*Excerpted passage*
....

# This just in... Such BS (news from Lyft)



## UberRey (Sep 1, 2014)

Acceptance Rate Now Includes Driver Cancelations
Keeping your acceptance rate at 90% or higher isn't just good etiquette - it's necessary to qualify for your weekly Power Driver Bonus. Starting this week, your acceptance rate will also factor in driver cancelations, which are damaging to the community.

What does this mean for you? Not much, since most drivers have no trouble avoiding cancelations. Just remember: 

Accept every ride request 
Cancel only in an emergency 
Know that passenger cancelations and no-shows won't count against you 
We're always working on improving ETA estimates to make sure you're not getting any long-distance rides. Thanks for your help making Lyft the most reliable ride on the road.


----------



## UberRey (Sep 1, 2014)

All of my cancellations relate to them sending me a rider that's effing 20 minutes away. I'm going to drive that far and risk a $5 fare. Eff that.


----------



## UberRey (Sep 1, 2014)

So... the work around is to accept the request and leave the app running until the customer cancels the request. Great. Got it.


----------



## Walkersm (Apr 15, 2014)

Wonder if some drivers might send a text: "I know I accepted you ride but I am not coming, just to let you know. Please cancel on your end to avoid a charge. "


----------



## Lyft4uDC (Jul 28, 2014)

lol at the no long distance crap. im usually driving 20 minutes+


----------



## PinkSquareChaser (Oct 14, 2014)

Pro Tip: When you get a request for far away, quickly go into 'airplane mode'. The request will time-out, a message will say poor connectivity, and does NOT get counted.


----------



## jmana (Sep 2, 2014)

Yeah this is BS, and apparently this began for this last week even though they just sent the email yesterday, because I went from a 100% acceptance rate to a 38%, haha! Not that it matters because even though I logged in more than 40 hours, I only got 5 rides so it's not like I'm losing much money. But yeah, I feel you on the long rides and I cancel them too. I used to take them, but it was always the same, I'd drive 20 minutes and the idiot passenger would get in and say "I'm just going around the corner", uh thanks for making me drive this far out of my way for a couple bucks that won't even cover my gas let alone my time. So yeah, I've been cancelling anything more than 10 minutes away. Now I'll have to use this airplane mode trick. Sucks to leave a pax hanging like that, but I'm tired of losing money with Lyft. I'm seriously considering dropping Lyft altogether, it's gotten pathetic in the Raleigh area. I make at least 4 times more with Uber. The only sucky thing about Uber is I can't do anything about the 20% commission.

....

*Record excerpts*
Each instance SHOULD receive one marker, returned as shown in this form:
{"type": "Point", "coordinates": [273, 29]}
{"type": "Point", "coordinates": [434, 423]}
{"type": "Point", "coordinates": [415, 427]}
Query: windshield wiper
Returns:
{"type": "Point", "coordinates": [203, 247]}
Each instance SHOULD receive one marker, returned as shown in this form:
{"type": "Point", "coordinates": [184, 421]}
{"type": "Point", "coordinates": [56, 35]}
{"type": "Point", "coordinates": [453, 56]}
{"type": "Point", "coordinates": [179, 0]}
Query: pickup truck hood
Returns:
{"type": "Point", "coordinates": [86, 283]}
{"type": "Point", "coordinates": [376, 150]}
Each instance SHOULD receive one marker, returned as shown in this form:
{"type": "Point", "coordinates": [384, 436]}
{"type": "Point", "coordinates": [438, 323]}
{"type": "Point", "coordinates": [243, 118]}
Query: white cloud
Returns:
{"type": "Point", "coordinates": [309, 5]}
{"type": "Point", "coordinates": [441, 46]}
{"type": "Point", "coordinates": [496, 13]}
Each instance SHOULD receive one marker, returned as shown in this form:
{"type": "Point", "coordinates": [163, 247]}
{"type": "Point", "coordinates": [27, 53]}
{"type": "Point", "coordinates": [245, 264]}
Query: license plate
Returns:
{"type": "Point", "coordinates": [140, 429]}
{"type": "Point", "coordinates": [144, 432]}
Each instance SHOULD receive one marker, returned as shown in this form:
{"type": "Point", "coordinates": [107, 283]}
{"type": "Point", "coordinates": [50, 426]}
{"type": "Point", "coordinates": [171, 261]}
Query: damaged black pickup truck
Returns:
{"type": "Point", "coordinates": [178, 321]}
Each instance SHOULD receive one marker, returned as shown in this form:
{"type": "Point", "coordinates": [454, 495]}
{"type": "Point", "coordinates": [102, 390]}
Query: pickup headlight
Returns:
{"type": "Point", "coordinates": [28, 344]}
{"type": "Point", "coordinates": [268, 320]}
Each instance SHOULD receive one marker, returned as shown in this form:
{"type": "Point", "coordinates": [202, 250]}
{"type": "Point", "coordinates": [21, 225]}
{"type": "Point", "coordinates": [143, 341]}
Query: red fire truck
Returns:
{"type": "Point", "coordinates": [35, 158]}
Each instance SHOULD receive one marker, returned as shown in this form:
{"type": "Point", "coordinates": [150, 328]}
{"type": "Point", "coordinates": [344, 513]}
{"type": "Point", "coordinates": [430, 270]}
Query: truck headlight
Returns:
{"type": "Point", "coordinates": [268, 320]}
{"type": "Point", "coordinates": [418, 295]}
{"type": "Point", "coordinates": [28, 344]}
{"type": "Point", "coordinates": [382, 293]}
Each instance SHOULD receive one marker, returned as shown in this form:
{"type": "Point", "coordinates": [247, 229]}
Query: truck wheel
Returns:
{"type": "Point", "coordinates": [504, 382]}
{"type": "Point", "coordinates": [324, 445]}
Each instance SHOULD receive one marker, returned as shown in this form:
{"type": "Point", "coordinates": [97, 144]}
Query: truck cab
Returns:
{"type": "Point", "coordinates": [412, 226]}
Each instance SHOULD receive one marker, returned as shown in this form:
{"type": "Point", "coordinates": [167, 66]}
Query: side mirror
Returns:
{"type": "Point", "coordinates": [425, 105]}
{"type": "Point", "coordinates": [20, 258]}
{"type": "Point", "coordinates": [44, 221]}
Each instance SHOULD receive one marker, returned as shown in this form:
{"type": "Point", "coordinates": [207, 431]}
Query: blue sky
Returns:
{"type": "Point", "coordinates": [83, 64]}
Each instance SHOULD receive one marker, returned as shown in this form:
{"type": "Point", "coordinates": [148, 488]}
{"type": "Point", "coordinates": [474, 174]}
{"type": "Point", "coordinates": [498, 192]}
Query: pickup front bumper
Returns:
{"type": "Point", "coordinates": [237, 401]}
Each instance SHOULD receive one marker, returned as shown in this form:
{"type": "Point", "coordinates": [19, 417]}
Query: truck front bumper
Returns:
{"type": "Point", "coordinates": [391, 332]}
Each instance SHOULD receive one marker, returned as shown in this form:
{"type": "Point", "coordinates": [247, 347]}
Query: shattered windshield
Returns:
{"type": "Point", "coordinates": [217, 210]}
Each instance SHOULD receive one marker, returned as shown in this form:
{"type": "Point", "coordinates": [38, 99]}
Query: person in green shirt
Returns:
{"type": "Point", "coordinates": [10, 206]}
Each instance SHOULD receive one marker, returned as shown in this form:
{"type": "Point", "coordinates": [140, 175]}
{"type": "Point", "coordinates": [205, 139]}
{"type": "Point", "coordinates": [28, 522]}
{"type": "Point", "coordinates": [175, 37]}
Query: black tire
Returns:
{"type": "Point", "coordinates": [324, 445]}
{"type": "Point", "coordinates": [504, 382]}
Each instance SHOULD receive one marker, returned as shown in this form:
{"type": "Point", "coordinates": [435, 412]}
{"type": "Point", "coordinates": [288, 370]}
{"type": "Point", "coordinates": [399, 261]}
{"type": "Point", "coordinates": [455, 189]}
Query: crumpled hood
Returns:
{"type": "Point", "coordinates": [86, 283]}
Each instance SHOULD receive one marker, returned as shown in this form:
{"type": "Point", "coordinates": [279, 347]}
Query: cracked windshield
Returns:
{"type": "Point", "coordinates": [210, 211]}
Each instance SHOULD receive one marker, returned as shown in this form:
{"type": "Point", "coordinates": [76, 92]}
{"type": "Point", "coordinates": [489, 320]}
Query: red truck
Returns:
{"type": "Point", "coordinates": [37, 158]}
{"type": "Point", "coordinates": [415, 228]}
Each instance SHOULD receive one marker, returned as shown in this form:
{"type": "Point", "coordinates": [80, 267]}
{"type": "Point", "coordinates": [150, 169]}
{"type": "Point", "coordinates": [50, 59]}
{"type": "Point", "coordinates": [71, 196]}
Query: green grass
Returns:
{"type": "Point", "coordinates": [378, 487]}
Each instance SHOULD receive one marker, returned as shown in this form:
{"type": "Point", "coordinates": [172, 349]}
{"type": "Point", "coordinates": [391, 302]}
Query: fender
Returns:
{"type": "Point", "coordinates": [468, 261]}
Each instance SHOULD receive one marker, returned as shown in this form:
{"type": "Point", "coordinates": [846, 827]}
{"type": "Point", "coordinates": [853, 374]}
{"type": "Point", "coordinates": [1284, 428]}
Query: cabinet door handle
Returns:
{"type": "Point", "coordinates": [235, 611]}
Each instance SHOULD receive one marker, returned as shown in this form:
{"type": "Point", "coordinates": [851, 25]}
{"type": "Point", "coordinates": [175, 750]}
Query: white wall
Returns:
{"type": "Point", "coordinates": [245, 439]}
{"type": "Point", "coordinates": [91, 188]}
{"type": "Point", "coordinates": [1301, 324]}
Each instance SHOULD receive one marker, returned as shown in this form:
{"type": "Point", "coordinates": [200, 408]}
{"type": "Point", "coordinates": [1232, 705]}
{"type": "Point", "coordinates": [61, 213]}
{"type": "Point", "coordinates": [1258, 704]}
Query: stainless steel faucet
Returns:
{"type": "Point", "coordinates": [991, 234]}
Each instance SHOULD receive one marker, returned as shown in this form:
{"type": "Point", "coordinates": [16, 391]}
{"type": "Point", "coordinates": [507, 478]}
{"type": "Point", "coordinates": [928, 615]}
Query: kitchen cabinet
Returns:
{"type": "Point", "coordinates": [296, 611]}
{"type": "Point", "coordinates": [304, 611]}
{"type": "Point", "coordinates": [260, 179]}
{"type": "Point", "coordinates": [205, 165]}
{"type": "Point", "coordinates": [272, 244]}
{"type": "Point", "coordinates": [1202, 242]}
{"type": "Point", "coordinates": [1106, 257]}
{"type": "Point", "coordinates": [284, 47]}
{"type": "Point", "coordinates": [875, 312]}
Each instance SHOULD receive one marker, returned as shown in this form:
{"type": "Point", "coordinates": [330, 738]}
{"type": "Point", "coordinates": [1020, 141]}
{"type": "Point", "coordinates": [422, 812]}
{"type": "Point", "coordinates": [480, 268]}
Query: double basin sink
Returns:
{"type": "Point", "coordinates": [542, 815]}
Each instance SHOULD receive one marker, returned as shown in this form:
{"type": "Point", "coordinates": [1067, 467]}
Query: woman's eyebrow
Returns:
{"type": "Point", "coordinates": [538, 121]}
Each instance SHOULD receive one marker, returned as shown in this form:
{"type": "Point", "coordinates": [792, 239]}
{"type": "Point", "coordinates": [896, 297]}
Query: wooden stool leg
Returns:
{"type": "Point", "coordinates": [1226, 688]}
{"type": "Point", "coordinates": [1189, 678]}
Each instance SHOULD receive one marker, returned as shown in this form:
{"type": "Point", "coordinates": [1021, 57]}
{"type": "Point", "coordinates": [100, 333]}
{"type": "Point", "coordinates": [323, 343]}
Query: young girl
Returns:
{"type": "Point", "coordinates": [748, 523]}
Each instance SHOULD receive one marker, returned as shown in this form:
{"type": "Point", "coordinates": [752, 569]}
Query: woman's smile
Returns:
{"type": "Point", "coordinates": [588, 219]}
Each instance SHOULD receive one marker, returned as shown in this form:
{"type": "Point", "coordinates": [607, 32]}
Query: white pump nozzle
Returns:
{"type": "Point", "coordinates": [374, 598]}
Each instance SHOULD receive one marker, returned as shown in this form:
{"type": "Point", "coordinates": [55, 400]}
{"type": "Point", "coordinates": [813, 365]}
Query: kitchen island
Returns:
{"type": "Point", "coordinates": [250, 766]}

....

*Directions for this task*
In the forum thread on Lyft's acceptance rate, what acceptance rate must a driver keep to qualify for the weekly Power Driver Bonus?

*Response to this task*
90% or higher.